# [Short problem]
Which lines in the data below contain the string "window"? List every one, copied in full.
──────
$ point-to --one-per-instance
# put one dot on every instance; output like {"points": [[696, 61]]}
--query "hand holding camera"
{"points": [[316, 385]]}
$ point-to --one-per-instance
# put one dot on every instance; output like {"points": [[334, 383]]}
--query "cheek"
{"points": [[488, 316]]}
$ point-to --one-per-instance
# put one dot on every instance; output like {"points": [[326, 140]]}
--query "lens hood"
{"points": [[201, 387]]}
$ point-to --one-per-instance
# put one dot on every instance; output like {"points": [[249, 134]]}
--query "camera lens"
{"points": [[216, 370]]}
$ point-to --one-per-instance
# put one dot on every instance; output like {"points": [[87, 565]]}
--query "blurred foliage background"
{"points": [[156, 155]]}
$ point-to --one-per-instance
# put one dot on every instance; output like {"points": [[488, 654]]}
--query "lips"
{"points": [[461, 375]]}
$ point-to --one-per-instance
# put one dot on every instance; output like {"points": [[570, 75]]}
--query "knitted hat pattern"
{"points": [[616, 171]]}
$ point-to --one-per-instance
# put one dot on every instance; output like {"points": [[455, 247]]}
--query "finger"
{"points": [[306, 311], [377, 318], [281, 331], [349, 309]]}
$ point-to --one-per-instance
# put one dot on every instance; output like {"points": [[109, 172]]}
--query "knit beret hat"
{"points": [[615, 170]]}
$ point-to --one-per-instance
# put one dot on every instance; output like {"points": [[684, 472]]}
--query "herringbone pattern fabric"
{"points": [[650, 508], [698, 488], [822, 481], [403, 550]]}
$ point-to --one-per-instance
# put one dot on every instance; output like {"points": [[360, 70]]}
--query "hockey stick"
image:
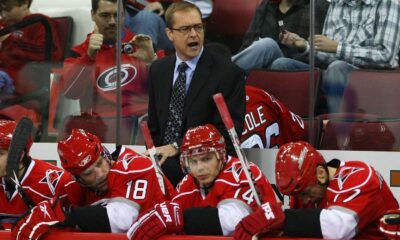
{"points": [[227, 119], [153, 156], [20, 138]]}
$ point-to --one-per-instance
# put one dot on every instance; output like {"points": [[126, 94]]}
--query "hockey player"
{"points": [[39, 180], [268, 123], [215, 195], [390, 224], [127, 187], [348, 198], [89, 74]]}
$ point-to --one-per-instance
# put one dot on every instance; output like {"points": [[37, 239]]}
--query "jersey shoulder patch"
{"points": [[351, 176]]}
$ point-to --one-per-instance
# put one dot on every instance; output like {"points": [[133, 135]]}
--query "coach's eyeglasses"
{"points": [[199, 28]]}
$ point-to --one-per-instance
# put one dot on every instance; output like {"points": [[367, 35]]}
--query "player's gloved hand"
{"points": [[390, 224], [38, 220], [269, 217], [165, 218]]}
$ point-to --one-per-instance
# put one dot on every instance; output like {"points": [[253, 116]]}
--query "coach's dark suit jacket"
{"points": [[213, 74]]}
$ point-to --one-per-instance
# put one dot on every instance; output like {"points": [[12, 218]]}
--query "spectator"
{"points": [[215, 195], [346, 199], [355, 35], [187, 88], [268, 123], [261, 43], [17, 50], [122, 189], [89, 73], [147, 19], [205, 6], [39, 180]]}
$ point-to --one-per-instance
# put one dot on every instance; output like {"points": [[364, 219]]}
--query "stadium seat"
{"points": [[65, 26], [230, 20], [368, 117], [289, 87], [361, 135], [32, 98], [103, 127], [373, 92]]}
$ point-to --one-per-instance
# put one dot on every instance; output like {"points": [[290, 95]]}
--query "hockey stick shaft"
{"points": [[152, 152], [227, 119], [19, 140]]}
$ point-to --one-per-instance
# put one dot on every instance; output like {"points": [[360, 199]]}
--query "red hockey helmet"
{"points": [[7, 128], [79, 151], [200, 140], [295, 167]]}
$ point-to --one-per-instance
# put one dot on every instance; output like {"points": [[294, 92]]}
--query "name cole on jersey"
{"points": [[268, 123]]}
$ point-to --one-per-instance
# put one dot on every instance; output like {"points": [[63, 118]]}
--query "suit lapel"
{"points": [[165, 88], [199, 80]]}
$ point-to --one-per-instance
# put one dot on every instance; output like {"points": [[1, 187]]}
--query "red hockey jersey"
{"points": [[231, 183], [41, 181], [133, 177], [93, 81], [268, 123], [359, 189]]}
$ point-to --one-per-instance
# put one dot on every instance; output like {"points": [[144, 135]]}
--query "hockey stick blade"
{"points": [[20, 138], [227, 119], [153, 156]]}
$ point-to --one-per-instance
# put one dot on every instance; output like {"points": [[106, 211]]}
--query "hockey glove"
{"points": [[38, 220], [390, 224], [165, 218], [269, 217]]}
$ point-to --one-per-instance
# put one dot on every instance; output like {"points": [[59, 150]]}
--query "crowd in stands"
{"points": [[170, 71]]}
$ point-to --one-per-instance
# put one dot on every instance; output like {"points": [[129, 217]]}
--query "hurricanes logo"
{"points": [[107, 81], [236, 170], [344, 174], [52, 178]]}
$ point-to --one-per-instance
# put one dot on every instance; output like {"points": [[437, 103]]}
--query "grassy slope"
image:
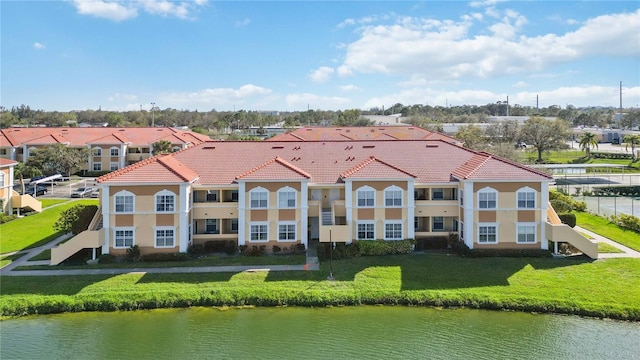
{"points": [[33, 230], [603, 227], [607, 288]]}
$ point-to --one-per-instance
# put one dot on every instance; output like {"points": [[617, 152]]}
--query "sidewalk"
{"points": [[599, 238], [311, 264]]}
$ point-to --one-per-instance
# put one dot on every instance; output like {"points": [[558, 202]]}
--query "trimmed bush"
{"points": [[568, 218]]}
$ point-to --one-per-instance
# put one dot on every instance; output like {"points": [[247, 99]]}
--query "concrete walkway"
{"points": [[311, 264], [627, 252]]}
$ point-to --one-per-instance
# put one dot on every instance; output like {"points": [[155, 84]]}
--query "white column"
{"points": [[544, 205], [106, 211], [242, 226], [411, 210], [469, 221], [304, 213], [183, 216]]}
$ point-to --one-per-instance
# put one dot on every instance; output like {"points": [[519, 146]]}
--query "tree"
{"points": [[22, 170], [633, 140], [161, 147], [588, 140], [59, 158], [544, 134], [472, 136], [76, 219]]}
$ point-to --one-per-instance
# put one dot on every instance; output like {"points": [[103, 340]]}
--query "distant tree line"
{"points": [[429, 117]]}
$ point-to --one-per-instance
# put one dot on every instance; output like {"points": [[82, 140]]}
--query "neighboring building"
{"points": [[6, 185], [112, 148], [285, 193], [347, 133]]}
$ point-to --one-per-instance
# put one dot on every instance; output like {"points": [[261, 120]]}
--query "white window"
{"points": [[438, 223], [366, 231], [393, 196], [286, 231], [123, 238], [487, 198], [366, 196], [526, 198], [124, 202], [487, 233], [286, 198], [393, 230], [526, 233], [165, 237], [211, 226], [165, 201], [437, 194], [259, 198], [259, 231]]}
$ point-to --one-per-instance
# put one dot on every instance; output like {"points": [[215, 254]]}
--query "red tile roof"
{"points": [[103, 135], [329, 162], [312, 133]]}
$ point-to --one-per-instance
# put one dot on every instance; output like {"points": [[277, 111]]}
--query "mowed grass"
{"points": [[34, 230], [602, 226], [603, 288]]}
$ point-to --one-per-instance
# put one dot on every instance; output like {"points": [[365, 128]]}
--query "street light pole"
{"points": [[153, 118]]}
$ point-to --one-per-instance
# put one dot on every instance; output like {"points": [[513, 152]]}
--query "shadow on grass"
{"points": [[429, 271]]}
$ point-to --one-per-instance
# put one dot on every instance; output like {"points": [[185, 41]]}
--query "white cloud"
{"points": [[321, 74], [444, 50], [128, 9], [313, 101], [106, 9], [217, 97]]}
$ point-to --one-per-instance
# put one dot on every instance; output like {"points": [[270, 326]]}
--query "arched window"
{"points": [[124, 202], [286, 197], [165, 201], [526, 198], [393, 196], [366, 196], [487, 198], [259, 198]]}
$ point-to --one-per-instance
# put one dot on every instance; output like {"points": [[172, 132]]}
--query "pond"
{"points": [[364, 332]]}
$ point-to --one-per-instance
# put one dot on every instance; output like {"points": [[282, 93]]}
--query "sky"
{"points": [[321, 55]]}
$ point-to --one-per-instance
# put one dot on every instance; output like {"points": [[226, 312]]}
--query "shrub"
{"points": [[568, 218], [195, 250], [255, 250], [133, 253], [106, 259]]}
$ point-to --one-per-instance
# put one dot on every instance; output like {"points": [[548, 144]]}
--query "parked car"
{"points": [[31, 190], [82, 192]]}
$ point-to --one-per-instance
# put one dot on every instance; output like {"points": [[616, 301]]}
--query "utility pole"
{"points": [[153, 115]]}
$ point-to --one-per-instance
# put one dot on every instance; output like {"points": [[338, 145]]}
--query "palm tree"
{"points": [[631, 139], [587, 141]]}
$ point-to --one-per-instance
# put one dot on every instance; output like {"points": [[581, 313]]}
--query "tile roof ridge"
{"points": [[366, 163], [127, 169], [269, 162], [517, 164]]}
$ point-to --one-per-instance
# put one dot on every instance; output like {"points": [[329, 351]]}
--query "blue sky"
{"points": [[294, 55]]}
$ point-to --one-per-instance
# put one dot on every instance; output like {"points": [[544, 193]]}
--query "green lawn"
{"points": [[608, 249], [603, 288], [611, 231], [33, 230]]}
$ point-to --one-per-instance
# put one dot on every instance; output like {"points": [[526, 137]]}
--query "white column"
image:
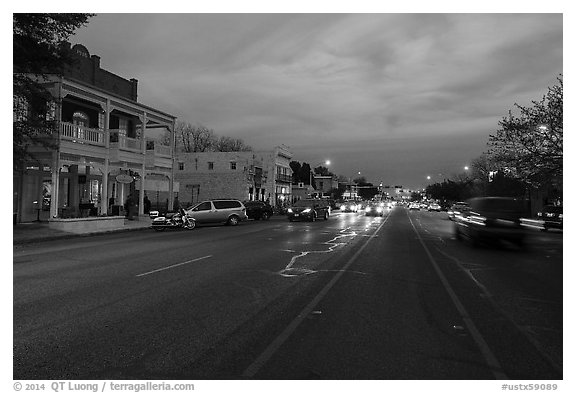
{"points": [[104, 208], [143, 174], [171, 181], [54, 198]]}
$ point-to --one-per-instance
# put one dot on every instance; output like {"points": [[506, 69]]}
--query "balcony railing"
{"points": [[284, 178], [81, 134], [119, 139], [157, 148]]}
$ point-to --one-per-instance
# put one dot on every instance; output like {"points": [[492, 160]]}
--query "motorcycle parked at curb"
{"points": [[174, 220]]}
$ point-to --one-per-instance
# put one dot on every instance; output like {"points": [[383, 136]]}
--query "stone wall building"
{"points": [[243, 175]]}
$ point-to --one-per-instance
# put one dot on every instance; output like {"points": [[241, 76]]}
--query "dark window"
{"points": [[226, 204], [203, 206]]}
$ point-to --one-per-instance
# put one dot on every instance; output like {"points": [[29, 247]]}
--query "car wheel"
{"points": [[233, 221], [457, 233]]}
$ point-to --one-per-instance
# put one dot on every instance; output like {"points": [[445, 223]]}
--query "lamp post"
{"points": [[327, 162]]}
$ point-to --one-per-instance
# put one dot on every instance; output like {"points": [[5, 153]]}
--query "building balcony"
{"points": [[80, 134], [119, 140], [284, 178]]}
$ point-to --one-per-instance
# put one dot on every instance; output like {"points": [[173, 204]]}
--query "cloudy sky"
{"points": [[397, 97]]}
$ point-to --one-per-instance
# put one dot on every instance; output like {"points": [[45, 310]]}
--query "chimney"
{"points": [[95, 67]]}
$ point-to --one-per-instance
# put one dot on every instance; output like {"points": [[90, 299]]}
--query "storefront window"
{"points": [[46, 194]]}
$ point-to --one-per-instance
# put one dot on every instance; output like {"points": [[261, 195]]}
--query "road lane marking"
{"points": [[172, 266], [489, 357], [286, 333]]}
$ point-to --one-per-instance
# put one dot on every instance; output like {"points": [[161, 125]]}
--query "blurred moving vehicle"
{"points": [[374, 209], [492, 218], [349, 206], [223, 211], [551, 217], [258, 210], [309, 210], [457, 209]]}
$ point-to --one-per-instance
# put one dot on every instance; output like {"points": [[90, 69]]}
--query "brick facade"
{"points": [[87, 69]]}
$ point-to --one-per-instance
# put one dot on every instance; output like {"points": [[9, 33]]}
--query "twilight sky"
{"points": [[397, 97]]}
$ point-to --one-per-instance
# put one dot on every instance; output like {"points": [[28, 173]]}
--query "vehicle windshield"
{"points": [[303, 203]]}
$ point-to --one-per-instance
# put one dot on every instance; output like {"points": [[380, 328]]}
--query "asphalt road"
{"points": [[354, 297]]}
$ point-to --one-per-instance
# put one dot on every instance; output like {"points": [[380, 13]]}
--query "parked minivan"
{"points": [[223, 211]]}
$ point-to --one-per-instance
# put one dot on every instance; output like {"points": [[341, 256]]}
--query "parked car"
{"points": [[258, 210], [551, 217], [309, 210], [492, 218], [349, 206], [224, 211], [457, 209], [374, 209]]}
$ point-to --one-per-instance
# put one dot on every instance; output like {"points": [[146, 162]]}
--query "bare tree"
{"points": [[226, 143], [530, 146], [194, 139]]}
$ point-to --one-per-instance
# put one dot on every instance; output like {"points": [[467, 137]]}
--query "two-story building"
{"points": [[242, 175], [109, 147], [212, 175]]}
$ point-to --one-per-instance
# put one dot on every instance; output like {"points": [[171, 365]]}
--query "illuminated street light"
{"points": [[327, 162]]}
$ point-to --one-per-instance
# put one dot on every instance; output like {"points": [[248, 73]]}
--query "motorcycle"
{"points": [[174, 220]]}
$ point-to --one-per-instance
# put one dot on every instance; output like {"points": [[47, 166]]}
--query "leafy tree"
{"points": [[530, 146], [37, 50]]}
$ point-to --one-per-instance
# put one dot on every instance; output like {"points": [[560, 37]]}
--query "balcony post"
{"points": [[173, 161], [144, 120], [104, 196]]}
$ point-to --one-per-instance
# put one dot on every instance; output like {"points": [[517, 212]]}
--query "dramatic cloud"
{"points": [[396, 96]]}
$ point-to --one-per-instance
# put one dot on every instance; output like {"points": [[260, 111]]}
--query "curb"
{"points": [[72, 235]]}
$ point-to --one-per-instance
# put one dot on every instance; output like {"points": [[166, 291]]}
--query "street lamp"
{"points": [[327, 162]]}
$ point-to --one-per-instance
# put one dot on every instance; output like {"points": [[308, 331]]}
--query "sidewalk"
{"points": [[40, 231]]}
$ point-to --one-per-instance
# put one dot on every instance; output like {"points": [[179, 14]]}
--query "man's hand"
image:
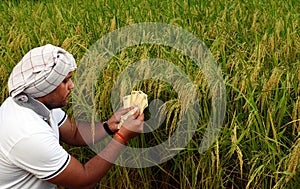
{"points": [[115, 119], [133, 126]]}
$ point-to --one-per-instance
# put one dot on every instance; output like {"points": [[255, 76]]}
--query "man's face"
{"points": [[60, 96]]}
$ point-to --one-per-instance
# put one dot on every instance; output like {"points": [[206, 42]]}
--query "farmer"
{"points": [[32, 123]]}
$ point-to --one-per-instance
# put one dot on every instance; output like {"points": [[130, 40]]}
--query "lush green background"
{"points": [[256, 45]]}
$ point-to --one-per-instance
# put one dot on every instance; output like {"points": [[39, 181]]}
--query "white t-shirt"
{"points": [[30, 152]]}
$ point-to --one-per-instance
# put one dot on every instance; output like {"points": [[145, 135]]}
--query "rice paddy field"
{"points": [[255, 43]]}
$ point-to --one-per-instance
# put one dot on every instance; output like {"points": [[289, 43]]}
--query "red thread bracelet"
{"points": [[121, 136]]}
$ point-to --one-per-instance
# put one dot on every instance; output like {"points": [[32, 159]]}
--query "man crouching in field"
{"points": [[32, 123]]}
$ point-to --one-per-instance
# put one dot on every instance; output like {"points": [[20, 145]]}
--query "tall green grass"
{"points": [[256, 45]]}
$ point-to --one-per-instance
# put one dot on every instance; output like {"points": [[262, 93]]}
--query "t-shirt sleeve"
{"points": [[59, 116], [40, 154]]}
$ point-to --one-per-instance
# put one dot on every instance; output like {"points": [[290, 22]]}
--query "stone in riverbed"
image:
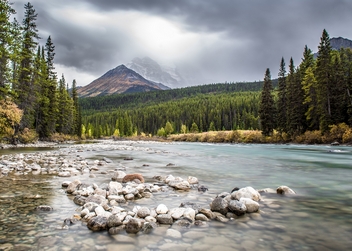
{"points": [[97, 223], [118, 176], [148, 227], [64, 174], [219, 204], [133, 226], [251, 205], [284, 190], [79, 200], [180, 185], [201, 217], [192, 180], [207, 212], [72, 186], [132, 177], [161, 209], [246, 192], [172, 233], [164, 219], [114, 188], [114, 221], [97, 199], [177, 213], [237, 207], [116, 230], [143, 212], [44, 208]]}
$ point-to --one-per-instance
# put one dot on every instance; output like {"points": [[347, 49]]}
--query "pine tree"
{"points": [[5, 45], [295, 96], [25, 88], [309, 85], [267, 108], [323, 75], [77, 110], [282, 99], [64, 122]]}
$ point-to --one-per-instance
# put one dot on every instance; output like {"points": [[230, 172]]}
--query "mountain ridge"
{"points": [[119, 80]]}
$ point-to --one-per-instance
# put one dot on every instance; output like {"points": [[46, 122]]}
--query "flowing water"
{"points": [[319, 217]]}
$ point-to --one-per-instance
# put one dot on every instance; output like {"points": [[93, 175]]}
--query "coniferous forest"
{"points": [[311, 99], [33, 102]]}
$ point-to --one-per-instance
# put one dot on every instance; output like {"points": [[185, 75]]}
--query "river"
{"points": [[319, 217]]}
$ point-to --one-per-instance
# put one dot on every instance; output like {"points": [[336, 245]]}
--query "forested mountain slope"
{"points": [[109, 103]]}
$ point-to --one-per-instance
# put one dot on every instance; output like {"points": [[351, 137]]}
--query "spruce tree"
{"points": [[323, 76], [309, 85], [267, 106], [5, 45], [282, 99], [295, 96], [25, 88]]}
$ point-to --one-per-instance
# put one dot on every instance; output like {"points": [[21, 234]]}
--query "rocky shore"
{"points": [[114, 206]]}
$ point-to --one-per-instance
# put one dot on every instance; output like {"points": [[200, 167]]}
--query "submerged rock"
{"points": [[97, 223], [134, 226], [219, 204], [44, 208], [285, 190], [247, 192]]}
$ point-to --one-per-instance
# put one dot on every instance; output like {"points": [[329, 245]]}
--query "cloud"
{"points": [[224, 40]]}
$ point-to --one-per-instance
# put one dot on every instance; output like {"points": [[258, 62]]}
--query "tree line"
{"points": [[29, 83], [198, 113], [311, 97]]}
──────
# [Result for this task]
--query "white window"
--query "arched window"
--query "dark window"
--query "storefront window"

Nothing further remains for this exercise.